But enough on that, let's get back to birdie sipping and my recent accomplishments:
On Friday, I was wearing a black salwar kameez and birdie sipping away at a bottle of lavad (yogurt drink) while up to my (right) elbow in mutton biryani. No spills.
Last night after football, I was walking home in the rain, in the street, hopping puddles, not even pausing when I decided to take a sip of sprite.  Walking while birdie sipping--at this point, easier than patting my head and rubbing my stomach.  Given that I was covered in mud and soaking wet already, no one would have known if I spilled sprite on myself, but I didn't!
Now I'm sitting in the midst of boxes, wires, soon to be demolished and replaced cubicle structures, and general craziness on the 16th floor at the BRAC office (this is what happens when you decide to take advantage of a boss being out of town and make the floor expand from a capacity of 50 to 100 in 5 days flat--I think we're going to get it done too), leisurely sipping on water out of a smirnoff bottle.  Ironic way to start my Sunday.  At least in one sense I'm staying dry :)

Youtube video coming soon--prepare to be amazed by my skillz......

Friday, July 22, 2011

What I wannabe when I grow up

Farhan says we should judge the song based on the magnitude of the passion with which is was performed. 

Susmita finally released some of the footage from our karaoke night a few weeks ago.  While Farhan's rendition of "Killing me softly" might take the (scallion pan)cake for "song performed in a manner that best epitomizes its title," I think that this one comes pretty close not with the performance that's being performed, but the peanut gallery of comments and accompaniment that comes from those holding the camera.  Pretty amazing stuff.

There's always that guy in the background being sketchy.
It just so happens that in this case, he's one of my good friends.
Miji (whose birthday we were celebrating) didn't seem to
notice.

No party in Bangladesh would be complete without
a little pointing.

■ ■ ■

Exercise 1 — Decide whether each statement agrees with the blog post about birdie sipping and karaoke: (a) On Friday the writer wore a black salwar kameez. (b) The writer spilled sprite while walking home in the rain. (c) The BRAC office floor is being expanded to a capacity of 100 in 10 days. Answer yes or no for each and quote the deciding words of the blog post.
Exercise 2 — Name every person the blog post about birdie sipping and karaoke mentions by name.
Exercise 3 — Resume the blog post about birdie sipping and karaoke after its last sentence.
The data here come from a separate source and are not part of the blog post.

Source material —
■ ■ ■

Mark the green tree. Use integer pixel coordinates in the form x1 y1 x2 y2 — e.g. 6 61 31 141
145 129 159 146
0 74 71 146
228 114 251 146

■ ■ ■

Right answer 1 —
(a) Yes: "On Friday, I was wearing a black salwar kameez"
(b) No: "but I didn't!"
(c) No: "make the floor expand from a capacity of 50 to 100 in 5 days flat"

Right answer 2 — Farhan, Susmita, Miji

Right answer 3 —
Sunday, July 17, 2011

Dishing it out OR a sinking feeling

To celebrate the fact that I have an oven and finally have time to kick back and enjoy life a little bit, I decided to throw a dinner party last night.  I invited the professor that I'm housesitting with (Richard), a friend from soccer (Tawsif), a BRAC intern (Susmita), my music buddy (Showvik), my first friend in Bangladesh (Farhan), my fellow Harvard alum (Hezzy), and a guy who works on North End (Monir).  Hezzy and Monir respectfully declined.  I was having trouble extricating myself from the office (my boss insisted that I join him and Richard for free lunch when I was planning to go to the produce market), so I invited him and his son, who live around the corner, to come as well.
As many of you know I've had a fair number of dinner parties in my time.  Eight people is a perfectly reasonable number.  I had a menu planned:
Chips and mango salsa
Gazpacho
Mac n cheese (Grandmama May's recipe)
Sweet potato casserole (minus marshmallows and pecans)
Okra
BBQ chicken
Biscuits
Pineapple upside down cake (no cherries)

Most of these things I got at the upscale grocery store (cheddar cheese was definitely the most expensive item), though Tawsif offered to take me to the produce market which was a lot of fun!  I wasn't allowed to talk because that would make the prices higher, so instead I just walked around touching and smelling all the cool fruits and vegetables I'd never seen before (i bought something that smells like a peach even if it's the wrong size and color, just to see).  The entire trip was maybe USD 12, so I think I did a good job of keeping my mouth shut.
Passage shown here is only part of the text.